═════ Recorded information ═════
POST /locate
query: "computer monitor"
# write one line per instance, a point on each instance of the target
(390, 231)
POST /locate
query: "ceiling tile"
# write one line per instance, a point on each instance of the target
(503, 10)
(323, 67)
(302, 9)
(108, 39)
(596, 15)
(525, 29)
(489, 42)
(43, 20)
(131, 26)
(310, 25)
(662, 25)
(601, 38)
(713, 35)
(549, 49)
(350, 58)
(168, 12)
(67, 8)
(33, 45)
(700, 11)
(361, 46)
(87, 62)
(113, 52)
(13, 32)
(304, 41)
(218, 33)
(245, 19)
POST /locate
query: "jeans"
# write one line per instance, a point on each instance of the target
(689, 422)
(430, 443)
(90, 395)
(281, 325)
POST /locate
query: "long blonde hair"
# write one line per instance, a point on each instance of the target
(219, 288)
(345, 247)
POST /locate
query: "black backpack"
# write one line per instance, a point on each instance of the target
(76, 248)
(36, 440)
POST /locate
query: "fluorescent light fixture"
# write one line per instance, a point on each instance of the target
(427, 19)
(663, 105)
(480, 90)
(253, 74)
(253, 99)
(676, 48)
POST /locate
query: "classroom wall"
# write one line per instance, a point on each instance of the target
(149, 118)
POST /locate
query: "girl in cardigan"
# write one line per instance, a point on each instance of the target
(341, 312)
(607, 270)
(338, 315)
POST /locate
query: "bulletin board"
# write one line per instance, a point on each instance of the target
═════
## Short exercise
Repeat every entry exactly as written above.

## Solution
POST /locate
query: "computer monitor"
# write one line per instance, a point on each instance of the target
(390, 231)
POST /locate
query: "ceiling tile"
# write one line per instance, a point on each instance of the target
(503, 10)
(323, 67)
(302, 9)
(108, 39)
(596, 15)
(525, 29)
(489, 42)
(43, 20)
(131, 26)
(310, 25)
(662, 25)
(601, 38)
(713, 35)
(549, 49)
(350, 58)
(168, 12)
(67, 8)
(33, 45)
(700, 11)
(361, 46)
(87, 62)
(113, 52)
(13, 32)
(304, 41)
(218, 33)
(245, 19)
POST /locate
query: "jeans"
# write one line per instance, a point on each instance of the target
(689, 422)
(430, 443)
(90, 395)
(281, 325)
POST /locate
query: "long blonde hair"
# write one line per instance, a point on each instance of the target
(219, 288)
(345, 247)
POST /locate
query: "black backpack"
# write one line per instance, a point on each instance of the target
(76, 248)
(36, 440)
POST /locate
query: "fluorescent light fixture"
# write one line per instance, a point on each instance of the target
(427, 19)
(663, 105)
(480, 90)
(253, 74)
(253, 99)
(676, 48)
POST /locate
query: "classroom wall"
# write one line per instance, a point on each instance of the target
(149, 118)
POST /locate
query: "girl in cardigan"
# write one line per instance, a point on each instance of the target
(341, 312)
(607, 270)
(338, 315)
POST /locate
query: "bulletin board"
# write one line per instance, a point on each instance of the target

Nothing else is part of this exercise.